Saved entries:
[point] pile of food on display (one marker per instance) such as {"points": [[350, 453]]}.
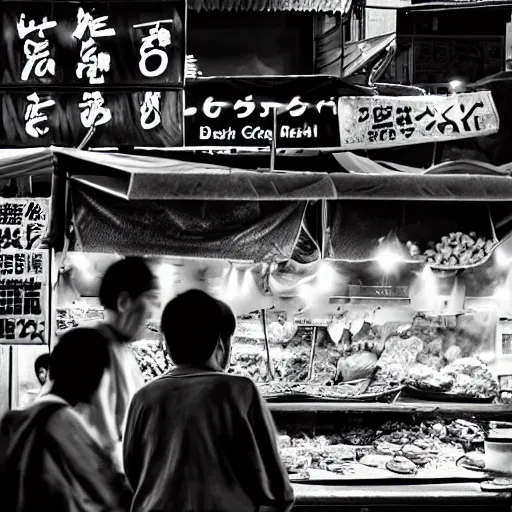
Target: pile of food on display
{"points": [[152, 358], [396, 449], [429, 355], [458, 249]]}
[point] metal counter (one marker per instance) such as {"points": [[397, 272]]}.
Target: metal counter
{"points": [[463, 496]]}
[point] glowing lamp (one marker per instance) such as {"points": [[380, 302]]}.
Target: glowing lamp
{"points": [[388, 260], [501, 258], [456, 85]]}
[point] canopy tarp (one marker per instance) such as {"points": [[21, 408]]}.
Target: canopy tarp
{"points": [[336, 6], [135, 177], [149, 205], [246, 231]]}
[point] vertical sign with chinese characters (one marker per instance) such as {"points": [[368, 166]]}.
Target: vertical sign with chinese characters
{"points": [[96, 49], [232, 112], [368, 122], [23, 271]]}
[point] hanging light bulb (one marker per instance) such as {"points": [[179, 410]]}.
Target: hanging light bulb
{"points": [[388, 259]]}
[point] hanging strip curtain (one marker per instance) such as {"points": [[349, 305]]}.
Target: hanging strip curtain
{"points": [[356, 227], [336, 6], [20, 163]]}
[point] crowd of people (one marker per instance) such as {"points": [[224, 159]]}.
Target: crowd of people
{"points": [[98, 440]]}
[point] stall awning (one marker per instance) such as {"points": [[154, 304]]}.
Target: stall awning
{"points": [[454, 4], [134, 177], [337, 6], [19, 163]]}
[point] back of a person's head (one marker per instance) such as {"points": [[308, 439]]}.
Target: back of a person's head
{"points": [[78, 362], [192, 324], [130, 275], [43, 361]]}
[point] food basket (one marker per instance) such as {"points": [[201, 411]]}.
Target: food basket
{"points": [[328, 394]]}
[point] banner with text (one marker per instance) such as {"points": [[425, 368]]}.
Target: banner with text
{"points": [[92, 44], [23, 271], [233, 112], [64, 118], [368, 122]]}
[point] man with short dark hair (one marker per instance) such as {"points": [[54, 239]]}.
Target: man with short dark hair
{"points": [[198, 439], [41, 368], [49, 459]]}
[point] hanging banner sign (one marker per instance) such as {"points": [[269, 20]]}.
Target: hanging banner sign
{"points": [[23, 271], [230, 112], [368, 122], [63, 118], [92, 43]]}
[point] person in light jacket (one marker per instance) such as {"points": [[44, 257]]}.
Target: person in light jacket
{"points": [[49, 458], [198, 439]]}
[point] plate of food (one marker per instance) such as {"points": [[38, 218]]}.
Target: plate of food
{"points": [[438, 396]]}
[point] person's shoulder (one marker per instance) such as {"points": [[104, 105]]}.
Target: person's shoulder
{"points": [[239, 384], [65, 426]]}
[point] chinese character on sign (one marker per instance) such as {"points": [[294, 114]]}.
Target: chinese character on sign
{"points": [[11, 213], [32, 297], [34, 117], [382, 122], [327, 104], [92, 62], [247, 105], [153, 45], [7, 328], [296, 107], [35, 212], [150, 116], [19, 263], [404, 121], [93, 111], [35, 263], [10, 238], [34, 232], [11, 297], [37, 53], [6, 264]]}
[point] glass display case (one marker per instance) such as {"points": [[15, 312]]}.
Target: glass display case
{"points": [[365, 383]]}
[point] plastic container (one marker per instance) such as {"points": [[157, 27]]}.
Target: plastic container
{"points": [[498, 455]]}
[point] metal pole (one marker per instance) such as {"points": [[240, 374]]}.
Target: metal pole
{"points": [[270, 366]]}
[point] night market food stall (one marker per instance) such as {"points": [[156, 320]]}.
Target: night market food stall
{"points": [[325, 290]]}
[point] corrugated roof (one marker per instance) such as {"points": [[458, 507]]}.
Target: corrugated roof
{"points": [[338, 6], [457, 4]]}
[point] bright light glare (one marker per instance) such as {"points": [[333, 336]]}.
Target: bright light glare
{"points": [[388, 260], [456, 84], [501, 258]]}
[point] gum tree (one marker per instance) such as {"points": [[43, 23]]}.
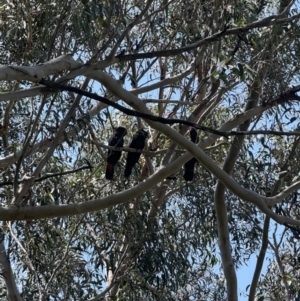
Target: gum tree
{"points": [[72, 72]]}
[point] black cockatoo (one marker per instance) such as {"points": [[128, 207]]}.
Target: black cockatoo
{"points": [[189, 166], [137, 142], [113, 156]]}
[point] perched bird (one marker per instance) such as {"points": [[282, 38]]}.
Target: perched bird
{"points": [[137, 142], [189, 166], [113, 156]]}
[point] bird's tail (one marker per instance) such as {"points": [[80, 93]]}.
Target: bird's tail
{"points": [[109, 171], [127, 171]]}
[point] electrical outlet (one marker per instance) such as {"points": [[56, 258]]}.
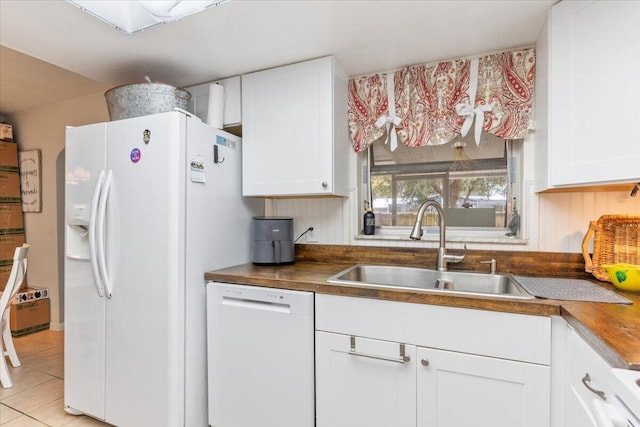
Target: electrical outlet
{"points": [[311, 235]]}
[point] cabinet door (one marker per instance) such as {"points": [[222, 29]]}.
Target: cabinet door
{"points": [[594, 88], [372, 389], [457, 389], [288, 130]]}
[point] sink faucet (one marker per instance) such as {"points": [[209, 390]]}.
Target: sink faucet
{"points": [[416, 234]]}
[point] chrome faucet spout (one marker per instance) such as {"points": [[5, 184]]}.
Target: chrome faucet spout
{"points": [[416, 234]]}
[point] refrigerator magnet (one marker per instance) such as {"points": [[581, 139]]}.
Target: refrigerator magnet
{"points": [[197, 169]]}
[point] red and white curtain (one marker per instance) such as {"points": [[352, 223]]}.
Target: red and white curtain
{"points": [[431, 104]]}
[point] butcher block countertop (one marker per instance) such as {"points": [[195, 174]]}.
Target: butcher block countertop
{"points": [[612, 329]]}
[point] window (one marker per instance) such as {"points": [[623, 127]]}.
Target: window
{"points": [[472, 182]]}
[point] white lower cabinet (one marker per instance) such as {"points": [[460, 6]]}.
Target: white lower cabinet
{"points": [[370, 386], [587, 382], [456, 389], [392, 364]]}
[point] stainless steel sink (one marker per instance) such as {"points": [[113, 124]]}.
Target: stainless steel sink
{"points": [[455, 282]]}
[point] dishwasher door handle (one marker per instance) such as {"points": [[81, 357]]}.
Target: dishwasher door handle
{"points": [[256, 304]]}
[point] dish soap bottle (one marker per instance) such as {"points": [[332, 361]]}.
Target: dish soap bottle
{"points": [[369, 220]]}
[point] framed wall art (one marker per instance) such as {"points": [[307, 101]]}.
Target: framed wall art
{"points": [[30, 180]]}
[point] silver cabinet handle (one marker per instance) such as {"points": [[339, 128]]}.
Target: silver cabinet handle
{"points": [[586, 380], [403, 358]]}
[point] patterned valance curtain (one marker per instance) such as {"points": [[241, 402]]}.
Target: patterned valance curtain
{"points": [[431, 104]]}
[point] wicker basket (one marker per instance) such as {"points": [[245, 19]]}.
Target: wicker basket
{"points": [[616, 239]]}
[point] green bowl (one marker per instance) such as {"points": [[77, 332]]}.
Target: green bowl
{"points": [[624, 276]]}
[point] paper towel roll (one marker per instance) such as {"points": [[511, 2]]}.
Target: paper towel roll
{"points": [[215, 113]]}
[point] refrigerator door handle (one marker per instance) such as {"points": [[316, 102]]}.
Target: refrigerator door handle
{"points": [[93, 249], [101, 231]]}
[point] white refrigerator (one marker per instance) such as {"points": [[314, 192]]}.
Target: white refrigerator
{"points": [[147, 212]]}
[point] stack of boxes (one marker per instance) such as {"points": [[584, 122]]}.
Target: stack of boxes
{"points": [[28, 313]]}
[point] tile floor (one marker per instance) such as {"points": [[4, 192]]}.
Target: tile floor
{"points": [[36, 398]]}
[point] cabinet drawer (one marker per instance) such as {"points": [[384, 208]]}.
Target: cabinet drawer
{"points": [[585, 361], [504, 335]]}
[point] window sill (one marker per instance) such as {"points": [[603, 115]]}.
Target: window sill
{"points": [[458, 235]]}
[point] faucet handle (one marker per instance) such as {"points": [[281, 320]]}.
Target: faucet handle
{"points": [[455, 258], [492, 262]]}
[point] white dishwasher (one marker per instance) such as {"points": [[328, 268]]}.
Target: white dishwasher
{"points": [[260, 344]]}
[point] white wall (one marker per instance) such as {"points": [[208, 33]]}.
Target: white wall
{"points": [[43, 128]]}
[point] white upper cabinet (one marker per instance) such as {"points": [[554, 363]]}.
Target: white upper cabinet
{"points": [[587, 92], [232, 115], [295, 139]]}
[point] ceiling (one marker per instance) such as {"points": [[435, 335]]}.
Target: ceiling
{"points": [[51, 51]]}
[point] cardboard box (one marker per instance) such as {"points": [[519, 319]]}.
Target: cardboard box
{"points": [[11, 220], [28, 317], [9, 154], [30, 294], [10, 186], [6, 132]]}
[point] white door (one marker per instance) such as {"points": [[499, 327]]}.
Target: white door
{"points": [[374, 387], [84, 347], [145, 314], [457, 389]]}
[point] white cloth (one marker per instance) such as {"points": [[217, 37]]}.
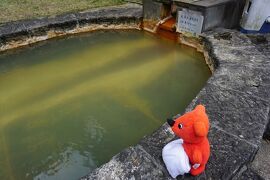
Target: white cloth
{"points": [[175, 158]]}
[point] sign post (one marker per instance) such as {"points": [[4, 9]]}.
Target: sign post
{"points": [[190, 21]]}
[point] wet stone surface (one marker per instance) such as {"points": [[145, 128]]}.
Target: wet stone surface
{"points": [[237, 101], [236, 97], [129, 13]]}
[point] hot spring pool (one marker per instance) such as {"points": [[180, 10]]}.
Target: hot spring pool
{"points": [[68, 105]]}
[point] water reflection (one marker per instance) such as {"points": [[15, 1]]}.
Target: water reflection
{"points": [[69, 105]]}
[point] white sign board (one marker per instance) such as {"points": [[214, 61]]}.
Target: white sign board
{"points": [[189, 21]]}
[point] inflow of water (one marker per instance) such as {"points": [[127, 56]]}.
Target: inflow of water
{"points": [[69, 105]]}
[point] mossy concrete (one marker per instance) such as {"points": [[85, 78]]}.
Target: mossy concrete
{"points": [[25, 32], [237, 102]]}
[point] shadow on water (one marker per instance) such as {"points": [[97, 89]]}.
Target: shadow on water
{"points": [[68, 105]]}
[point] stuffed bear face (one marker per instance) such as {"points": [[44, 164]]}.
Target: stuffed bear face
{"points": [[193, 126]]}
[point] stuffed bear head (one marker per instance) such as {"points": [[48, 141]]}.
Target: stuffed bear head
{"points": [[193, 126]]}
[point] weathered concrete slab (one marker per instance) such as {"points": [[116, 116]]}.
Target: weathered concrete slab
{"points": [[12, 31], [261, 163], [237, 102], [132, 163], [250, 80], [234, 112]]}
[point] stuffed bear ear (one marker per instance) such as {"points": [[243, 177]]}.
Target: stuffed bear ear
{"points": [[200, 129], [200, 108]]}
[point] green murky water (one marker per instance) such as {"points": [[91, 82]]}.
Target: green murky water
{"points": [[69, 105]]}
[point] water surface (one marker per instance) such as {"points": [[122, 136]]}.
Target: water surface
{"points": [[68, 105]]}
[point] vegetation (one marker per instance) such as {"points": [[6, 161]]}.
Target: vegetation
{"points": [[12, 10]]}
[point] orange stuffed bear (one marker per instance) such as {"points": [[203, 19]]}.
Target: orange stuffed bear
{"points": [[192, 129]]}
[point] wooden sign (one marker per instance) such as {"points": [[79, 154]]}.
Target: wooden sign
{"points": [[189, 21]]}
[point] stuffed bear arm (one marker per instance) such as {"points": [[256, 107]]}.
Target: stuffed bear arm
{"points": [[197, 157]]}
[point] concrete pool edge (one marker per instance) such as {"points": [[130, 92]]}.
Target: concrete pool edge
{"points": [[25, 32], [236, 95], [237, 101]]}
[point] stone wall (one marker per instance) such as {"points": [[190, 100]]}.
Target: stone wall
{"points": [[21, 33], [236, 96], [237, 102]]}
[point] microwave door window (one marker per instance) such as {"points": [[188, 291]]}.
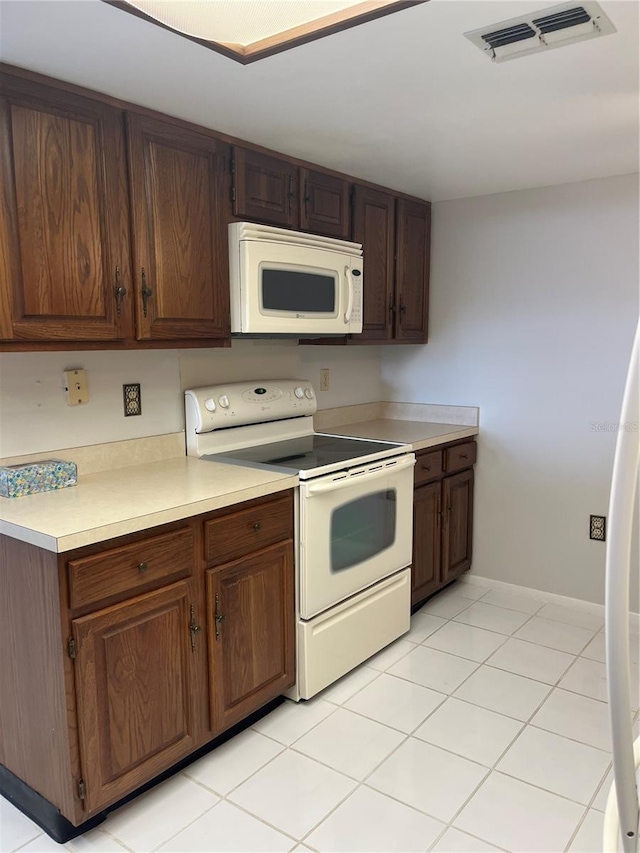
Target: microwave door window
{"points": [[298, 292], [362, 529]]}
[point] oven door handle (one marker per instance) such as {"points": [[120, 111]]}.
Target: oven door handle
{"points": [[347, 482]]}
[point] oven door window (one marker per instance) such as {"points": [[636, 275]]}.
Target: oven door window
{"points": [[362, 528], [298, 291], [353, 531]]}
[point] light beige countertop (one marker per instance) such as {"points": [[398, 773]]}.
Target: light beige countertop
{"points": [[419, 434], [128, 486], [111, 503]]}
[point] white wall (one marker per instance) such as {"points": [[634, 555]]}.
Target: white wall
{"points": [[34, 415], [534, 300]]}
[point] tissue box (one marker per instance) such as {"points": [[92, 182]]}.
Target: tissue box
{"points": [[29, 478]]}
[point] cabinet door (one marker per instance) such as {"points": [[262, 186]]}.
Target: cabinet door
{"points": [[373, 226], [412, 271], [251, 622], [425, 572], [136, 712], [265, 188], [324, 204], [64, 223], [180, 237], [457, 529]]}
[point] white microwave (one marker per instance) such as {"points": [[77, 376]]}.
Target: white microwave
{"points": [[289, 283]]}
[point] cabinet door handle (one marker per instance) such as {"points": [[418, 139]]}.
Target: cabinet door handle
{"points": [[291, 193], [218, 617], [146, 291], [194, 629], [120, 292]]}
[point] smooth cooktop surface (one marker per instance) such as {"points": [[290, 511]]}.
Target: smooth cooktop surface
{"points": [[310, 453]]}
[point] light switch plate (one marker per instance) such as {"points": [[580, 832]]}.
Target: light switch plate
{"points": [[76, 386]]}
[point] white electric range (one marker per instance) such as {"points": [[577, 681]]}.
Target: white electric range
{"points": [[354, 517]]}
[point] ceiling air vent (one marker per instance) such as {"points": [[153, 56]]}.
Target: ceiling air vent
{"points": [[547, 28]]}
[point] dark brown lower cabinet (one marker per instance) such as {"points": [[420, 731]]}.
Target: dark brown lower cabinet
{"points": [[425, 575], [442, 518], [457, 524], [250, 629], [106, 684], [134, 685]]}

(EXERCISE):
For the lines above, output exactly those from the line containing "Target: refrigerator door handle" through the line containing "[point] tile floor", and skip the others.

(ANSWER TO THIS TASK):
Target: refrigerator door handle
{"points": [[93, 249], [101, 231]]}
[point] white refrigerator (one marker per instance) such as {"points": [[314, 192]]}.
Target: white refrigerator
{"points": [[147, 212]]}
[point] stack of boxes (one marker per instance) such as {"points": [[584, 122]]}.
Target: stack of boxes
{"points": [[28, 313]]}
[point] tile floor (one marker per instance) such as {"points": [[4, 192]]}.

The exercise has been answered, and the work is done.